Exercise aim
Answer these about the context manager post:
1. What date does the post carry?
2. Which database does the summary say the context manager class will query?
3. Which book does the writer say they recently read?

Text segment
========================================

Siv Scripts

Solving Problems Using Code

Wed 17 May 2017

A Gentle Introduction to Context Managers: The Pythonic Way of Managing Resources

Posted by Aly Sivji in Tutorials   

Summary

  • Explore with statements and the context manager protocol
  • Implement context manager class to query MongoDB
  • Convert try...finally block to with block and increase code readability

I recently read Steve McConnell's Code Complete to level up my software development skill-set. The book has helped me become more deliberate about programming and problem solving in general. Before I sit down to write a single line of code, I take some time to plan out the work I am going to do versus code by the seat of my pants. Coding without a plan means we will have to refactor our work to deal with problems that arise from not thinking our design through. I highly recommend this book to any aspiring code jockey.

========================================

Provided records
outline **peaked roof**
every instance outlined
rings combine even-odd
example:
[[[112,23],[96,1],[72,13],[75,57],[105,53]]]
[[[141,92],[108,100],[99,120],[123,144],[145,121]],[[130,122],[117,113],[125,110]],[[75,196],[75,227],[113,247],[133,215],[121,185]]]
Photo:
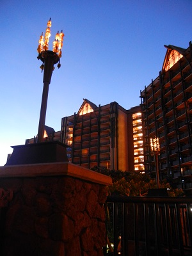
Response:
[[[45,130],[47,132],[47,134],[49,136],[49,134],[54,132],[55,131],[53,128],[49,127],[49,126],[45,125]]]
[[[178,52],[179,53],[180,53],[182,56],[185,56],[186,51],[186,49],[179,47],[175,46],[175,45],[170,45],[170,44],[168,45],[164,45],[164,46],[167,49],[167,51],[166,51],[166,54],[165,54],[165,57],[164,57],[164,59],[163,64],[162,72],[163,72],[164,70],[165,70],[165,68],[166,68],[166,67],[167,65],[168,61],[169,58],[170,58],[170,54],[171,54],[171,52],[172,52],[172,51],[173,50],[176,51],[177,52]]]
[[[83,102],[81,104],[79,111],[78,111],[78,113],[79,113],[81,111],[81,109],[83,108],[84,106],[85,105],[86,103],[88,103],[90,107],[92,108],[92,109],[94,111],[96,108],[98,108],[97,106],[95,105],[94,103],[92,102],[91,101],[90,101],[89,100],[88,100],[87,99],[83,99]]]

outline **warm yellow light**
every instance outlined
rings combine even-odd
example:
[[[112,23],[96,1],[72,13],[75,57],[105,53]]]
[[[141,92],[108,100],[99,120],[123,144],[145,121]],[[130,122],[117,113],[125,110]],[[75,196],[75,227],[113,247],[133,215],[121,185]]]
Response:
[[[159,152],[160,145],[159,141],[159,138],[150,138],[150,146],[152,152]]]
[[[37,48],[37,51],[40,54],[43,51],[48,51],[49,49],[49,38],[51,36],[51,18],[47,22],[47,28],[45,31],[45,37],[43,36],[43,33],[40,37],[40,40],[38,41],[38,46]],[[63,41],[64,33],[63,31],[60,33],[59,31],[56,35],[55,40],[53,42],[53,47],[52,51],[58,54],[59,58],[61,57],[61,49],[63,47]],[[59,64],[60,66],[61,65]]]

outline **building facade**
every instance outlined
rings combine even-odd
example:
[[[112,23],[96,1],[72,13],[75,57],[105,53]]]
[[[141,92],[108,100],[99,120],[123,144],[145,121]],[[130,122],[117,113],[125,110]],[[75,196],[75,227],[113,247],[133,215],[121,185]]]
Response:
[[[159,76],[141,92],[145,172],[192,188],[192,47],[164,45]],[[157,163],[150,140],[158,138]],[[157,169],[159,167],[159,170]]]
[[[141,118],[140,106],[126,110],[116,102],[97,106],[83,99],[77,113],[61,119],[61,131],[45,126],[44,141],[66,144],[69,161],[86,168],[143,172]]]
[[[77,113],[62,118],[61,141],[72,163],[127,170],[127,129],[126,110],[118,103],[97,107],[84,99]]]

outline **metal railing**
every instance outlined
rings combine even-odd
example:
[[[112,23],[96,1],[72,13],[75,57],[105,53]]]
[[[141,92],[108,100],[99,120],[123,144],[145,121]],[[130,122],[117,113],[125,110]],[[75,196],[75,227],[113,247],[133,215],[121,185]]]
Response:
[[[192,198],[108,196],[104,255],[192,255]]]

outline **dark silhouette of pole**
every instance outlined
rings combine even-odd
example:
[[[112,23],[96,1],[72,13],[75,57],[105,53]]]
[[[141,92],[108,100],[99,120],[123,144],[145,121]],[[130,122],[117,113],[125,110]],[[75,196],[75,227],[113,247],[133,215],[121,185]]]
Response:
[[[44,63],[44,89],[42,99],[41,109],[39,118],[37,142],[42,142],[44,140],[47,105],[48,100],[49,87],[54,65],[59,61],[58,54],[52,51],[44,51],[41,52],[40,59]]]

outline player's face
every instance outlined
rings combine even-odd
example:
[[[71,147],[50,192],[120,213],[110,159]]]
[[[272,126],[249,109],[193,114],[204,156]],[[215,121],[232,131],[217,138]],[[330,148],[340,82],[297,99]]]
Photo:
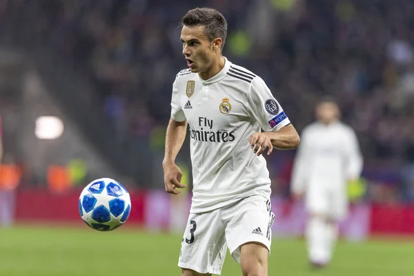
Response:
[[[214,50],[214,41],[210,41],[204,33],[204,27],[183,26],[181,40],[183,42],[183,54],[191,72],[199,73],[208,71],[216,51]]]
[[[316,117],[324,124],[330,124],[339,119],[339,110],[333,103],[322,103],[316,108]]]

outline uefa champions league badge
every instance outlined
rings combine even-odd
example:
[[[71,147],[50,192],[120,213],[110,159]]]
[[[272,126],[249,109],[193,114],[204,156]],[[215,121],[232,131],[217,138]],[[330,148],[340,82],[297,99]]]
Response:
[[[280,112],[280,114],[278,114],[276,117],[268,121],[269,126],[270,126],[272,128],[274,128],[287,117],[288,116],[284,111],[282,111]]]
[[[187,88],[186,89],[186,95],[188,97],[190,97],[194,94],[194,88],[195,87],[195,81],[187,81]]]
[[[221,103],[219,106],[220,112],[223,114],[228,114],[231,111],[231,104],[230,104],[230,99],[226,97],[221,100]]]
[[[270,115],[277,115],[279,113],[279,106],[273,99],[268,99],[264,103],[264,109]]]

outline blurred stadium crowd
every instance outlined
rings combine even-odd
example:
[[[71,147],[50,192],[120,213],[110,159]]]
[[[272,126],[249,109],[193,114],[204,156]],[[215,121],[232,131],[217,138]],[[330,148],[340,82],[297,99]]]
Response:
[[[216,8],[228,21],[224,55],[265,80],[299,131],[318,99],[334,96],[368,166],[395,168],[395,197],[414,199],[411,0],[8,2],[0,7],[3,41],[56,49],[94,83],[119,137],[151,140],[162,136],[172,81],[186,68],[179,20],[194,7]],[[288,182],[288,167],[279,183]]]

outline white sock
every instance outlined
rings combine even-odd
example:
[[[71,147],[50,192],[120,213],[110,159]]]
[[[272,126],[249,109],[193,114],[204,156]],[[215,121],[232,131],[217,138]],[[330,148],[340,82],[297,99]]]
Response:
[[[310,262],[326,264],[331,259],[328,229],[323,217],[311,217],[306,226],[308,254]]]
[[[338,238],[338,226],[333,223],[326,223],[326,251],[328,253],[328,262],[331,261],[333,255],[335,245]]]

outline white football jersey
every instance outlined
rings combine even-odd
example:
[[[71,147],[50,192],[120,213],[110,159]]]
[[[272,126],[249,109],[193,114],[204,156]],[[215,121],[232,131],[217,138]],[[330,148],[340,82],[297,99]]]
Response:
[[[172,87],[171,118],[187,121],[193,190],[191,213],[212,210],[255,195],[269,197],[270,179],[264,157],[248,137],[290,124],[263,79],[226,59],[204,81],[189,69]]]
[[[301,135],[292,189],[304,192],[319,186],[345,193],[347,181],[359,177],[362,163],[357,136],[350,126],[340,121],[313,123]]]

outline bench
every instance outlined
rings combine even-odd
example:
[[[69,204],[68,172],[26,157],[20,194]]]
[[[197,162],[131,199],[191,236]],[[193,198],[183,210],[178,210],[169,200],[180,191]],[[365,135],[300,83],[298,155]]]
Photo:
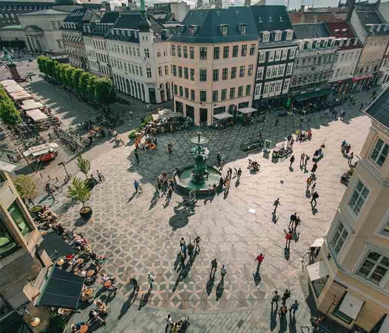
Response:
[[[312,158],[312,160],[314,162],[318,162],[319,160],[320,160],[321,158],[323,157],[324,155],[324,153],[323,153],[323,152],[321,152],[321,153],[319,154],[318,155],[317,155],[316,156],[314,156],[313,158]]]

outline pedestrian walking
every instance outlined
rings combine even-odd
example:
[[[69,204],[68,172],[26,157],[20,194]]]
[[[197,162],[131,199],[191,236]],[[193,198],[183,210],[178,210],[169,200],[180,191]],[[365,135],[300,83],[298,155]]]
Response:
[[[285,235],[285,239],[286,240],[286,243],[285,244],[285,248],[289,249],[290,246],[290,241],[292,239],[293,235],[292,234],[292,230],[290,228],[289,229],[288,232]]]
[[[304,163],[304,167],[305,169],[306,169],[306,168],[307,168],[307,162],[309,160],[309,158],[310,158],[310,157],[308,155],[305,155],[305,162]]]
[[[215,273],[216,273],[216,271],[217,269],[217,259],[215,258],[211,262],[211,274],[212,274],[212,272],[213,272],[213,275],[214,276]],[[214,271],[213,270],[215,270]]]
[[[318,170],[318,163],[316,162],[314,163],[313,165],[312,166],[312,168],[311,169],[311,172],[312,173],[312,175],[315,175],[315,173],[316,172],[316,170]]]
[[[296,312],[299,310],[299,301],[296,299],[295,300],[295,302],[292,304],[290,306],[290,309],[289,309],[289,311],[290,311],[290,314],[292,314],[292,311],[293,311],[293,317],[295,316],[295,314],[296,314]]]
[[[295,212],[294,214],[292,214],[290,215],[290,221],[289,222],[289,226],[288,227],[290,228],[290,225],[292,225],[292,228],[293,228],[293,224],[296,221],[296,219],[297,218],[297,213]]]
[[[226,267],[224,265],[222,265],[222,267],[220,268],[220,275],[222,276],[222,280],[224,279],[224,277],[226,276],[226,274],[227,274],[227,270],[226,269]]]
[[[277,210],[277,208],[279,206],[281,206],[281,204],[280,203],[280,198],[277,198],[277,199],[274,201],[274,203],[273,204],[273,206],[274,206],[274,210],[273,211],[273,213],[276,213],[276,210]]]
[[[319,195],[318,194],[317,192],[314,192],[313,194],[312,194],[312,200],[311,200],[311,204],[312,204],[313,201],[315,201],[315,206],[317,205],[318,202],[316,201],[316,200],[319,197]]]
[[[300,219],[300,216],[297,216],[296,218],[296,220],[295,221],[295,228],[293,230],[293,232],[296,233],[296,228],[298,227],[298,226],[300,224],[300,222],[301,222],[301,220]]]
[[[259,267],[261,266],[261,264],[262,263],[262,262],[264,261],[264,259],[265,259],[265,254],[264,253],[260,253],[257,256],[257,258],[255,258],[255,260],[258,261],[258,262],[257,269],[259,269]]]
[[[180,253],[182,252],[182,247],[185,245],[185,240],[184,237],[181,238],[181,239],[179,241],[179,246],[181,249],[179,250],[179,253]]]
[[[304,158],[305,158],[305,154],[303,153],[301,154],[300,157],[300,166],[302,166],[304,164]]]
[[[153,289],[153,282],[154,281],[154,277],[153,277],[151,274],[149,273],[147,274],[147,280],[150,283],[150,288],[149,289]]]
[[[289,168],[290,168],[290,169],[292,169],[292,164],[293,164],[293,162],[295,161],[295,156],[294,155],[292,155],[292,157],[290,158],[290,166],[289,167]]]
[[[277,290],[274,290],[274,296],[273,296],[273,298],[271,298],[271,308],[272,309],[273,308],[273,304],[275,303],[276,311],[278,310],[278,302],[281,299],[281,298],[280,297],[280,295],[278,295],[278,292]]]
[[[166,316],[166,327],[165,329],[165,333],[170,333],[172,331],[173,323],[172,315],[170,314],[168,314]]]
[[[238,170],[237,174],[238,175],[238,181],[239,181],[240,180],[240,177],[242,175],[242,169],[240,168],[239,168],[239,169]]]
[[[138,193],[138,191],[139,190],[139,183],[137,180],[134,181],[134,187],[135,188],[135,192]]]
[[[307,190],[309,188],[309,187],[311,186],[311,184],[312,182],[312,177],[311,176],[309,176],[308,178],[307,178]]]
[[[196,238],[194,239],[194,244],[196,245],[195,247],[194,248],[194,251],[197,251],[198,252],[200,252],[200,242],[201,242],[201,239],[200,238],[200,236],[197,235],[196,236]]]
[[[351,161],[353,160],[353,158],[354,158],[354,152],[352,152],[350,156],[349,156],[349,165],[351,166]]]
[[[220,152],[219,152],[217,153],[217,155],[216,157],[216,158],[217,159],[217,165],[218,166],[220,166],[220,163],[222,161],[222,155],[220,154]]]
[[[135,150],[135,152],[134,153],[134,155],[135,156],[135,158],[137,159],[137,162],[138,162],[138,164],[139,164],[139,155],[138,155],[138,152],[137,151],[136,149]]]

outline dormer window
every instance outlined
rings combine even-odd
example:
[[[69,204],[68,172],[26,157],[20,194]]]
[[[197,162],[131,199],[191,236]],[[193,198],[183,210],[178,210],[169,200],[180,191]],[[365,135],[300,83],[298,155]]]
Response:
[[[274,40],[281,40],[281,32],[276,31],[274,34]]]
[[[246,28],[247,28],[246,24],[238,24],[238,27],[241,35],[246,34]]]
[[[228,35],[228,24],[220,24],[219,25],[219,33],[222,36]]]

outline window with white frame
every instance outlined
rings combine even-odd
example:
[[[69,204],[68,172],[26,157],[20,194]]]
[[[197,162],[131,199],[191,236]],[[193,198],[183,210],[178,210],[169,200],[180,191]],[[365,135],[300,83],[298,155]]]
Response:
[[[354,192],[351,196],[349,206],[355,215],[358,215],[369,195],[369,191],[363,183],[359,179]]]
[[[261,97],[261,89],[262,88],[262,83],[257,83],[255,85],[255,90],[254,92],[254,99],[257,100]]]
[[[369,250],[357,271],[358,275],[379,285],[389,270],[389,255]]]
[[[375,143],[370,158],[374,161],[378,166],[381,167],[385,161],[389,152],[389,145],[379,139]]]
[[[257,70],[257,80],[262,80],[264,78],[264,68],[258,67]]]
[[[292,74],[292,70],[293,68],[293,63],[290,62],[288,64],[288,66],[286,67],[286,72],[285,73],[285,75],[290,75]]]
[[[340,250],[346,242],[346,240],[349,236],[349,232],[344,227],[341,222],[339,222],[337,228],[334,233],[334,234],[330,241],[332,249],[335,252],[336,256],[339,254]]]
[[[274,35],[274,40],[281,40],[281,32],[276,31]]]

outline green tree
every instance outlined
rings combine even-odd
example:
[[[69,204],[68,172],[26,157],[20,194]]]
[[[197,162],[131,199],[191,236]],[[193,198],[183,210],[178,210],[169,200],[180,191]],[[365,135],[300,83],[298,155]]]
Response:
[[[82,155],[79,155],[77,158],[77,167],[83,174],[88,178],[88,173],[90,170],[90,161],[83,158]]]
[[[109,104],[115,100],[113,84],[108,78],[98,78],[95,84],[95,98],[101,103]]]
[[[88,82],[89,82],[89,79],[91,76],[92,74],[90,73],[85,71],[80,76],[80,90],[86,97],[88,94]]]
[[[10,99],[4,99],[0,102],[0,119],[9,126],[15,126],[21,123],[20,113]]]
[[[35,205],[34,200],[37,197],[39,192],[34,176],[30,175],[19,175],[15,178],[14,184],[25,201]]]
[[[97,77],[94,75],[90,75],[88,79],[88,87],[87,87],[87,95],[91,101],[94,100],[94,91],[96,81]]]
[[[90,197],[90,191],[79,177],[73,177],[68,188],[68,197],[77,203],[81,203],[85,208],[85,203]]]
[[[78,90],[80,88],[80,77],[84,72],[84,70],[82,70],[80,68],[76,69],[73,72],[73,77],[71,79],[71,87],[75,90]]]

========================================

In response
1. Wed 17 May 2017
2. MongoDB
3. Steve McConnell's Code Complete